POR HACER —
**A.** Responde, según el artículo sobre Elena Martín Vivaldi, a estas preguntas:
(i) ¿Quién retrató a Martín Vivaldi en la imagen que ilustró la 'Antología'?
(ii) ¿Cuántas escritoras andaluzas reivindicará la serie semanal?
(iii) ¿De quién es la estatua que está a unos metros de la de Elena Martín Vivaldi?
**B.** Prosigue el artículo sobre Elena Martín Vivaldi a partir de su última oración.

TEXTO PARA REVISAR —

· · · · ·

Elena Martín Vivaldi en la periferia propia

Claros del bosque

La poeta Elena Medel inicia con esta entrega dedicada a la autora granadina de 'El alma desvelada' una serie semanal donde reivindicará a ocho destacadas escritoras andaluzas.

Martín Vivaldi retratada por Antonio Arabesco. La imagen ilustró la 'Antología' que editó la Universidad de Granada.
Martín Vivaldi retratada por Antonio Arabesco. La imagen ilustró la 'Antología' que editó la Universidad de Granada.
Elena Medel

19 de julio 2015 - 05:00

En los bancos del Bulevar de Granadinos Ilustres, en la Avenida de la Constitución, se sienta una mujer. A la mujer, que entendemos como mujer y al mismo tiempo entendemos igual que un homenaje -ahora comprobarán-, le han colocado el bolso junto a ella y un libro en el regazo -cabizbaja, absorta en la lectura, rehuyendo a quien quiera observarla-, y no un volumen cualquiera sino uno en el que las flores salpican las páginas, de la forma en la que leen -todos lo saben- las mujeres. Junto a la estatua de Elena Martín Vivaldi, el nombre de la mujer del bolso y del libro y de las flores sobre el papel, a unos metros, espera también al paseante la estatua de Federico García Lorca; él sin bolso y sin flores, mirando al frente, con más fotografías.

· · · · ·

DATOS PARA EXAMINAR —
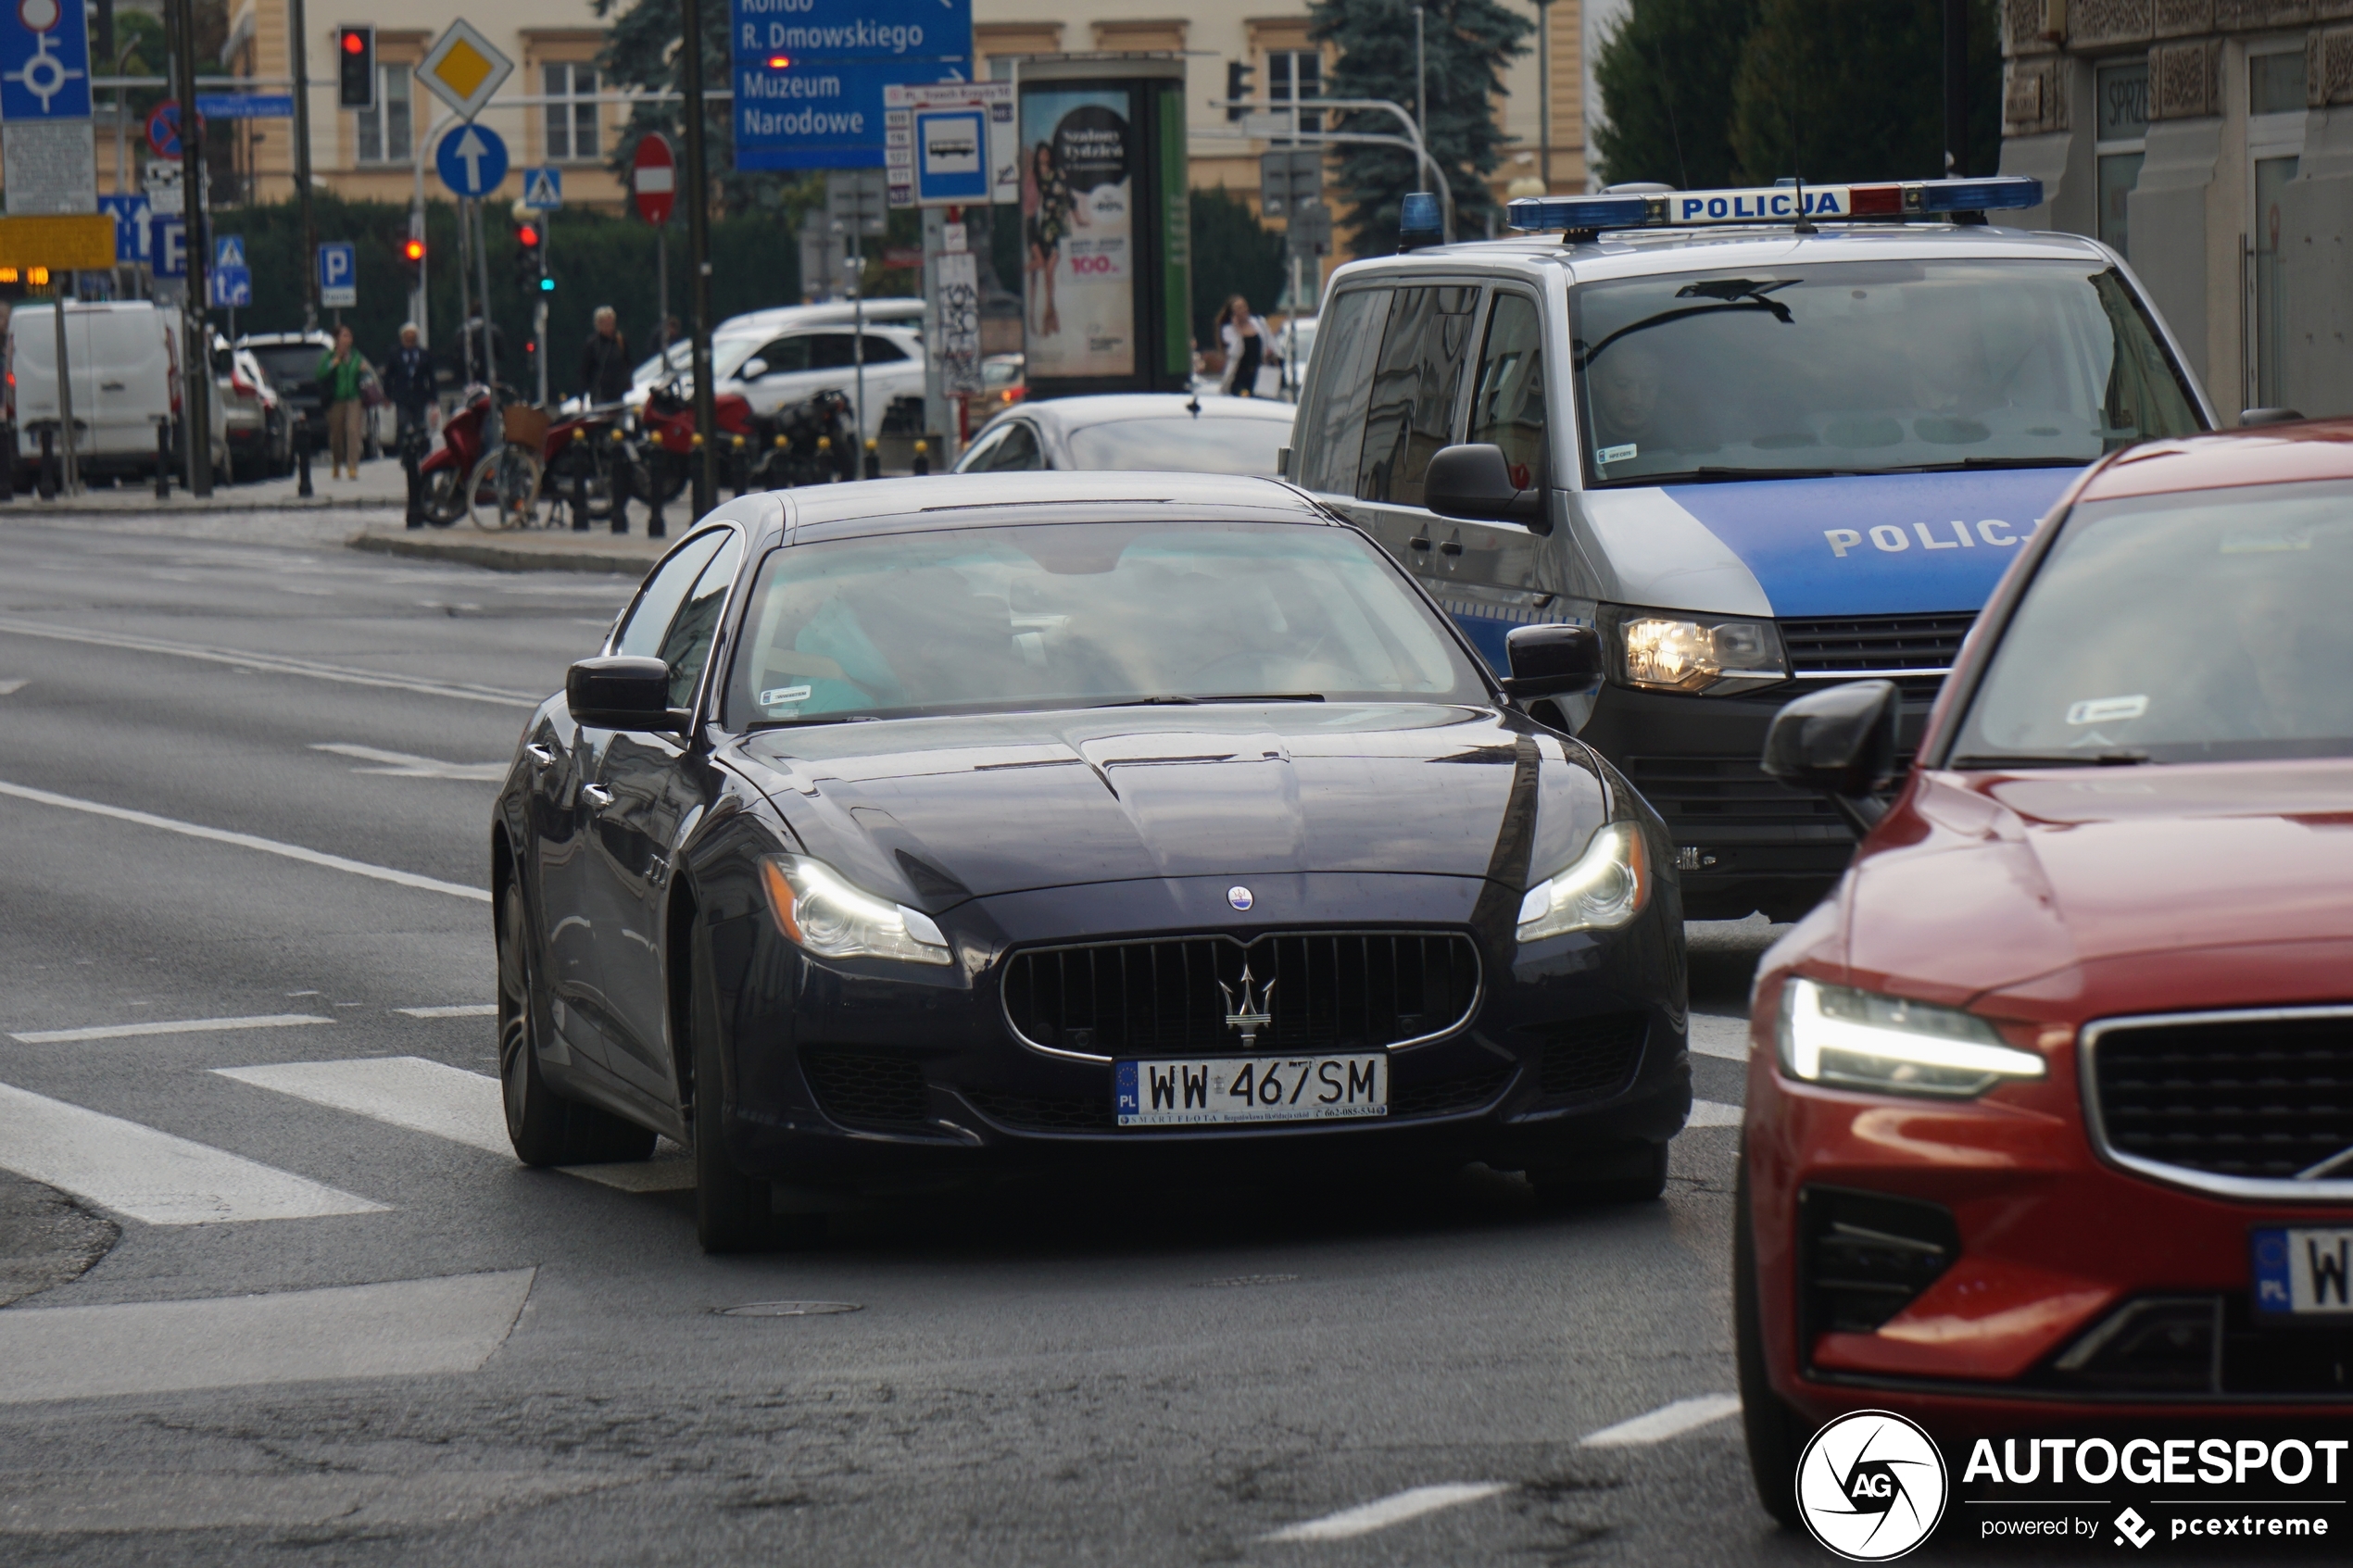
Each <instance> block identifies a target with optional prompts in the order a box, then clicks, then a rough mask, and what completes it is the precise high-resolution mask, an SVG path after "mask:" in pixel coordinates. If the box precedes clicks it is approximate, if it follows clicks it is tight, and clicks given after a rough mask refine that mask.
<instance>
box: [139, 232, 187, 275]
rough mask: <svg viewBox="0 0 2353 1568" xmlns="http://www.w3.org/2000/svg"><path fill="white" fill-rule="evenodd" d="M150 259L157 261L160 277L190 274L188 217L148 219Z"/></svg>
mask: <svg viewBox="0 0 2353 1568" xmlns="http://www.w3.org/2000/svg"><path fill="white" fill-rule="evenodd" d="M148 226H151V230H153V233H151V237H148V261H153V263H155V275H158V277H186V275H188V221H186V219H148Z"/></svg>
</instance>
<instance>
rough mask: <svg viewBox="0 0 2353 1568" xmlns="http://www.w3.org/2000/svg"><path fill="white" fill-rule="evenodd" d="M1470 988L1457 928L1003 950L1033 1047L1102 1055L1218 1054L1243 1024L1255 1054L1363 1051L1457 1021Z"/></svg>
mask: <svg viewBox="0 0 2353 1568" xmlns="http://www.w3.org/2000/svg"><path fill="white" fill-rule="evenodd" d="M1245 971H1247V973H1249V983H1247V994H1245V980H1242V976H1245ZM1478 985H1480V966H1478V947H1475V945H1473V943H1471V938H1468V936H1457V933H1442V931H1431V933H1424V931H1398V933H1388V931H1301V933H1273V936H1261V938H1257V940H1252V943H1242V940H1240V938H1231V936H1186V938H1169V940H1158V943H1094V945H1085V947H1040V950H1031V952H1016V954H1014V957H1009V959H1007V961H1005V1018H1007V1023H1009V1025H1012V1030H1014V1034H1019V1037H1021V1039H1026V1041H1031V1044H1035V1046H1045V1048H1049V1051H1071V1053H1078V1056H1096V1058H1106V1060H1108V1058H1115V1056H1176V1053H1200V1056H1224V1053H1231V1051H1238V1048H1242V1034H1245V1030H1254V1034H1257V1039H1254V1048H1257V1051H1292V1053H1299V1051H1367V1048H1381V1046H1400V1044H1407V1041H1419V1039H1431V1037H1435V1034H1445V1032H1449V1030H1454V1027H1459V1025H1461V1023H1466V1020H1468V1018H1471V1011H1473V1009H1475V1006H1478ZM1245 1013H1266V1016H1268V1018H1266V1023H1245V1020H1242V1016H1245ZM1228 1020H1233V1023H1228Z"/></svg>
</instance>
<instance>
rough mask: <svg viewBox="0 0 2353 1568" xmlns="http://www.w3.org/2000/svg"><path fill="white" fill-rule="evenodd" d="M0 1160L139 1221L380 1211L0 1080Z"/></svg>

· · · · ·

RESPUESTAS POR TAREA —
**A.**
(i) Antonio Arabesco.
(ii) Ocho.
(iii) De Federico García Lorca.

**B.**
El banco de Lorca actúa como centro -no geográfico, sí sentimental- de ese bulevar, y sitúa a Elena Martín Vivaldi en las afueras. Un lugar al que terminó acostumbrándose, por mucho que a finales de los años cincuenta escribiera en el libro Cumplida soledad: "Jugaremos a las cuatro esquinas./ (…) A las cuatro pediremos lumbre,/ y en el centro de las cuatro, yo". No nos referimos a esas "cuatro esquinas" para explicarnos sus ausencias, sino que pensaremos en cinco circunstancias lejos de ese "centro" -lejos de esos focos de atención- que construyeron la periferia propia de Elena Martín Vivaldi.

La biografía de Elena Martín Vivaldi abarca el siglo XX: no se trata de una mera cuestión de cifras, de nacer en 1907 y morir en 1998 -siempre en Granada-, sino que recordar cuanto vivió nos permite recordar al mismo tiempo nuestra historia. Hija de José Martín Barrales -ginecólogo, primer alcalde republicano de Granada, más tarde presidente de la Diputación- y Elena Vivaldi Romero, la futura poeta vive una infancia atípica para su época, quizá ya no tanto para su clase social: el padre, admirado por la inteligencia de la hija, decide enfrentarse a las normas y apostar por su formación. Elena Martín Vivaldi no se educará para diluirse en la familia, sino para ser por sí misma: aprueba el bachillerato -sólo asiste al instituto, masculino, para examinarse-, se diploma en Magisterio y amplía estudios en la Facultad de Filosofía y Letras.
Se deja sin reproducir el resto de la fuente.